LONDON: A senior official at the World Bank has ramped up its calls for changes in sovereign debt laws so governments have more control when crises strike and they have to restructure their debt.
World Bank economists estimate that low- and middle-income economies owe a record $9.3 trillion to foreign creditors and that 40 poor countries, and about half a dozen middle income ones, are either in debt distress or at a high risk of it.
“As global growth fizzles and interest rates surge, the risk of a spate of debt crises is rising - and yet the available mechanisms for tackling them are deeply inadequate,” Indermit Gill, the Bank’s vice president for equitable growth, finance and institutions and sovereign debt lawyer Lee Buchheit said in a blog.
They outlined four key changes that would improve the effectiveness of the so-called Common Framework debt relief plan the Group of Twenty (G20) rich nations launched at the height of COVID-19 pandemic.
First, the blog authors said government bond contracts should stipulate that all creditors have a legal duty to cooperate “in good faith” in sovereign-debt restructurings.

#### Questions to answer:
1. According to the sovereign debt article, how much do low- and middle-income economies owe to foreign creditors?
2. Quote the sovereign debt article, starting with "They outlined four" and going on through "of COVID-19 pandemic.".
The material that comes after this article has no connection to it.

#### Material provided:

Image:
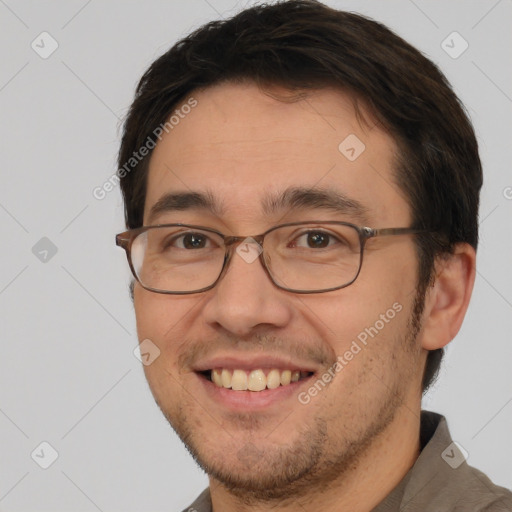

#### Solutions to the exercise:
1. A record $9.3 trillion.

2.
They outlined four key changes that would improve the effectiveness of the so-called Common Framework debt relief plan the Group of Twenty (G20) rich nations launched at the height of COVID-19 pandemic.